• Directions:
In the entries that follow, find the line containing "point(359, 673)", then output exactly every line from the first through that one.

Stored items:
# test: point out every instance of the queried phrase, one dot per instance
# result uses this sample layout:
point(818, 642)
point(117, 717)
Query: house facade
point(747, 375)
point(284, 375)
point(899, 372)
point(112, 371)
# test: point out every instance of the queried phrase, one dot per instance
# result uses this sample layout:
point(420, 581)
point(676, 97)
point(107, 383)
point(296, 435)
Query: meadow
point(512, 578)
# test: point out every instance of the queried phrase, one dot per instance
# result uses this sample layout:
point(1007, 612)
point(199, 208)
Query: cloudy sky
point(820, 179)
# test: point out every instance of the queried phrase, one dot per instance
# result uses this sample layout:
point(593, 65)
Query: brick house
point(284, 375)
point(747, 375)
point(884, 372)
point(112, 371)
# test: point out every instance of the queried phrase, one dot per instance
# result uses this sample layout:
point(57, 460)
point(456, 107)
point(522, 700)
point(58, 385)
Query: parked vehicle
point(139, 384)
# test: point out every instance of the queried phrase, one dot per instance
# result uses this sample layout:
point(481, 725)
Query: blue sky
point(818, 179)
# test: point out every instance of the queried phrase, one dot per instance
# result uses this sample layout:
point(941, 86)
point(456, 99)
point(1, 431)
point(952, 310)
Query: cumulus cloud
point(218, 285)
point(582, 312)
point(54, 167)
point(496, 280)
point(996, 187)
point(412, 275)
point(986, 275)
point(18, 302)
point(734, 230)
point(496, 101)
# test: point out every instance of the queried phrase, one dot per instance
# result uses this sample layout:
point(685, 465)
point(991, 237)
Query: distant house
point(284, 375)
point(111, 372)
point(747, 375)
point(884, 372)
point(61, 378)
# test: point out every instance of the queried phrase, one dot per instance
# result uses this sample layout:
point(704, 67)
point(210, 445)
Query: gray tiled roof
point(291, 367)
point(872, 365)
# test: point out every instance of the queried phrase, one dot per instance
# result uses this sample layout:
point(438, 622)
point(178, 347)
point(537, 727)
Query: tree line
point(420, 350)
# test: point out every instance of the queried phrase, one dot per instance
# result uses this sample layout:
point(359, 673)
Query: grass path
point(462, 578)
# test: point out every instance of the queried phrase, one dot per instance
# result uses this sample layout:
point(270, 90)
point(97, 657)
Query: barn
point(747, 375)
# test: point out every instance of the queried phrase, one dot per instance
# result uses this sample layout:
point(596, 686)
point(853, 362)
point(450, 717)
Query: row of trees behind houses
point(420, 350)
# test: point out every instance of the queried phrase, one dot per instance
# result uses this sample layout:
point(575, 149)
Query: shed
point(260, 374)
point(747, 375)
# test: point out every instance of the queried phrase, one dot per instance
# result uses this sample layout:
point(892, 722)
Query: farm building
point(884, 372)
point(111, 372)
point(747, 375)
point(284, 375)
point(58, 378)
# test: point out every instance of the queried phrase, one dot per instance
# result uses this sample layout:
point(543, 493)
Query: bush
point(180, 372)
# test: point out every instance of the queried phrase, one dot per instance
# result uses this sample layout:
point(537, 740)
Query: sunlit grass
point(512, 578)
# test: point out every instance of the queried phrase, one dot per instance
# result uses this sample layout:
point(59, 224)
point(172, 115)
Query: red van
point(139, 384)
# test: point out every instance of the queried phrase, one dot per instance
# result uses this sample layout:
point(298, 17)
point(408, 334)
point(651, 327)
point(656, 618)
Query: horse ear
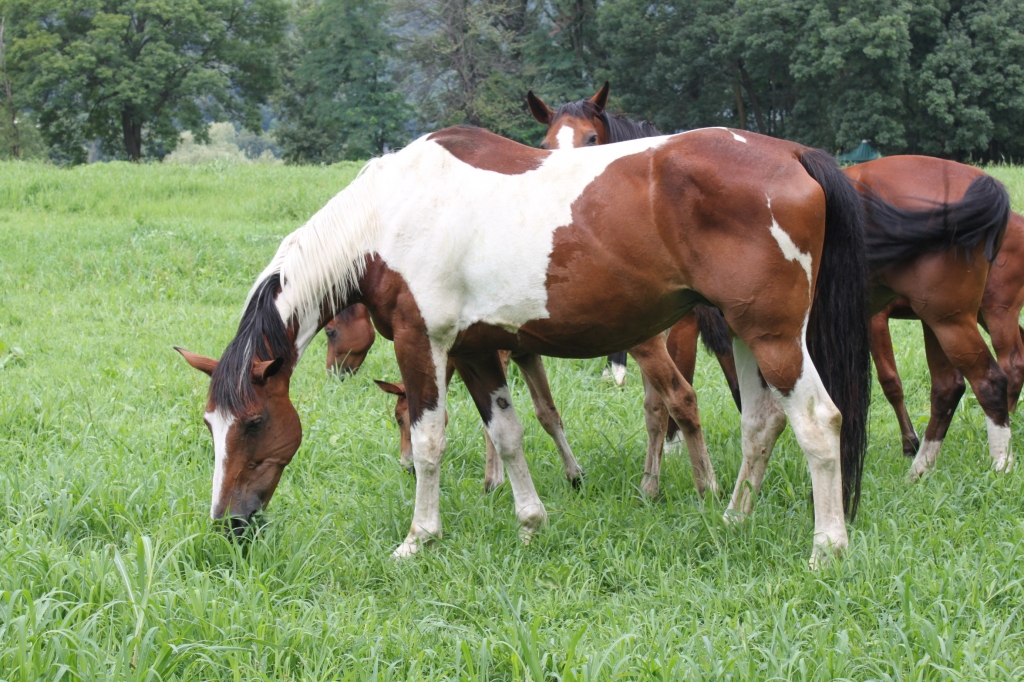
point(600, 99)
point(263, 370)
point(541, 112)
point(388, 387)
point(201, 363)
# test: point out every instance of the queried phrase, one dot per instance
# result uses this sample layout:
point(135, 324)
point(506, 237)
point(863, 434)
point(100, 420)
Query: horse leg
point(423, 371)
point(659, 427)
point(531, 367)
point(892, 386)
point(616, 368)
point(678, 394)
point(761, 425)
point(816, 421)
point(484, 378)
point(1005, 330)
point(682, 345)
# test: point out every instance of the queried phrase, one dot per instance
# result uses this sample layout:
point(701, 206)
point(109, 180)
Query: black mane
point(620, 128)
point(261, 336)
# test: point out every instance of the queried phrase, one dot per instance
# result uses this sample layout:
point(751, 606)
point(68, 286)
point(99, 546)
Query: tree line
point(346, 79)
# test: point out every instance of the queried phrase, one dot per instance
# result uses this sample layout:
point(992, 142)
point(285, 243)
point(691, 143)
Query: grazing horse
point(464, 244)
point(946, 286)
point(349, 337)
point(926, 194)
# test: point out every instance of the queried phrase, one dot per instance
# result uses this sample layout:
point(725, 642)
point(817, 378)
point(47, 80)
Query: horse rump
point(894, 235)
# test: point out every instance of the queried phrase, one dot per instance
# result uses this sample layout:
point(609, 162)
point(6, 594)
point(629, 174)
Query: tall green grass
point(110, 568)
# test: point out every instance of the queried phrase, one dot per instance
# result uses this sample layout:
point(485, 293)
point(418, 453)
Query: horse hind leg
point(681, 400)
point(761, 425)
point(816, 421)
point(961, 342)
point(484, 378)
point(423, 370)
point(544, 407)
point(892, 386)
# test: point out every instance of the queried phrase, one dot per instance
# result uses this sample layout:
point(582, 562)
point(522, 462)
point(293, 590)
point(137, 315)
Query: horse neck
point(321, 264)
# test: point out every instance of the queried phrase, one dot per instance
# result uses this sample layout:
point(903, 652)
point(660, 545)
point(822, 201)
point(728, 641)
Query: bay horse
point(465, 243)
point(349, 337)
point(949, 288)
point(587, 123)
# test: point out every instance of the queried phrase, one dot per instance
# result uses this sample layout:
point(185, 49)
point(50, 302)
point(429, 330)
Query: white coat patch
point(219, 426)
point(790, 250)
point(480, 254)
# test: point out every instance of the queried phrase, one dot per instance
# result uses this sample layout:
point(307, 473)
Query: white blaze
point(219, 426)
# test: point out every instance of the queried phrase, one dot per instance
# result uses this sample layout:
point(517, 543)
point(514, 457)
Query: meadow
point(110, 567)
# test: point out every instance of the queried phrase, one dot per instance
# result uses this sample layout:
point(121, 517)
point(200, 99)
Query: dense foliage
point(936, 77)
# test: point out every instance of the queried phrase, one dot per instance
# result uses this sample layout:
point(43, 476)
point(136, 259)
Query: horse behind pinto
point(464, 244)
point(586, 123)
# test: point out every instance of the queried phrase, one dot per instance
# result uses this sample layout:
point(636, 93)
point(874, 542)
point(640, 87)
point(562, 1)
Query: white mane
point(325, 258)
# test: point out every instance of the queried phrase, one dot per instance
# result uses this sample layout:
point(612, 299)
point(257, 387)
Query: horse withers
point(464, 244)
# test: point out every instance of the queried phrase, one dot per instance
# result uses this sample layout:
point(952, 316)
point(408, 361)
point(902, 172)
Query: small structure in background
point(864, 152)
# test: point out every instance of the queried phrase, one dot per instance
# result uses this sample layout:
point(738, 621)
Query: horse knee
point(505, 429)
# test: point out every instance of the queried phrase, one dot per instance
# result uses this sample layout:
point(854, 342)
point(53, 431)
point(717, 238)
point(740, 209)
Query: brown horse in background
point(587, 123)
point(349, 337)
point(949, 291)
point(942, 274)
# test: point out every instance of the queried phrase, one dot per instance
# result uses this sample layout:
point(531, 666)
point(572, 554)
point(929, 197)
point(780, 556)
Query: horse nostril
point(239, 525)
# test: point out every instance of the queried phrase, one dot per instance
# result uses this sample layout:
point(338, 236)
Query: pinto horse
point(947, 285)
point(464, 244)
point(586, 123)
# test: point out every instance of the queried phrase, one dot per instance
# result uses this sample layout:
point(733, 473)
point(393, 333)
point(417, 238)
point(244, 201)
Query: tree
point(339, 100)
point(135, 73)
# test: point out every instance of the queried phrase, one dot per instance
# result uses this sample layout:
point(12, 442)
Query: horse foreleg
point(544, 407)
point(892, 386)
point(423, 371)
point(485, 380)
point(679, 397)
point(761, 425)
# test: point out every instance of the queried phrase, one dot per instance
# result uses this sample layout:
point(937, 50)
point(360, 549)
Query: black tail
point(838, 330)
point(893, 233)
point(714, 331)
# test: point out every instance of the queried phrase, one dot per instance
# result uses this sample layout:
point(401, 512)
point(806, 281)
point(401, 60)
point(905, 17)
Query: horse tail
point(714, 331)
point(839, 326)
point(894, 233)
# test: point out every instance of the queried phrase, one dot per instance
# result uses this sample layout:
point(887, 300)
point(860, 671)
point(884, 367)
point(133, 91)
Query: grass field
point(110, 567)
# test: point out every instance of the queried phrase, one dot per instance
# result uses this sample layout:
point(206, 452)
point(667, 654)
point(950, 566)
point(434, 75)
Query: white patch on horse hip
point(219, 426)
point(790, 250)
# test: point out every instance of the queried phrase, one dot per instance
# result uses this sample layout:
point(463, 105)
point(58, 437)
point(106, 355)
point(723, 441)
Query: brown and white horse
point(923, 225)
point(464, 244)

• Response to the exercise:
# test: point out every instance of the queried phrase, one dot per instance
# result uses this sample layout:
point(818, 642)
point(117, 717)
Query: house facade
point(747, 375)
point(284, 375)
point(899, 372)
point(112, 371)
# test: point out every instance of the queried phrase, one dot per instance
# result uses this sample layout:
point(420, 581)
point(676, 97)
point(107, 383)
point(296, 435)
Query: meadow
point(512, 578)
# test: point out every instance of the queried phrase, one dot per instance
# result uses this sample layout:
point(1007, 612)
point(199, 208)
Query: cloudy sky
point(820, 179)
# test: point out every instance of the queried phrase, one dot per instance
# result uses this sample layout:
point(593, 65)
Query: brick house
point(284, 375)
point(747, 375)
point(884, 372)
point(112, 371)
# test: point out every instance of the queried phrase, one dot per instance
# result uses this sample layout:
point(57, 460)
point(456, 107)
point(522, 700)
point(58, 385)
Query: parked vehicle
point(139, 384)
# test: point out every instance of the queried phrase, one dot per instance
# result uses this sample layout:
point(481, 725)
Query: blue sky
point(818, 179)
# test: point out every instance of the queried phrase, one dot per instance
# result uses this sample layout:
point(941, 86)
point(456, 99)
point(1, 431)
point(952, 310)
Query: cumulus cloud
point(218, 285)
point(582, 312)
point(54, 167)
point(496, 280)
point(996, 187)
point(412, 275)
point(986, 275)
point(18, 302)
point(734, 230)
point(496, 101)
# test: point out every instance of the queried phrase, one dot per instance
# result uses this sample layout:
point(685, 465)
point(991, 237)
Query: distant house
point(284, 375)
point(111, 372)
point(747, 375)
point(884, 372)
point(61, 378)
# test: point out every instance of the queried phrase, one dot per instance
# result uses this sample layout:
point(704, 67)
point(210, 445)
Query: gray tiled roof
point(291, 367)
point(872, 365)
# test: point out every instance of the queried phrase, one dot per instance
# result uses this sample layout:
point(438, 622)
point(178, 347)
point(537, 727)
Query: tree line
point(420, 350)
# test: point out every instance of the queried phrase, one dot per instance
# result uses this sample layout:
point(359, 673)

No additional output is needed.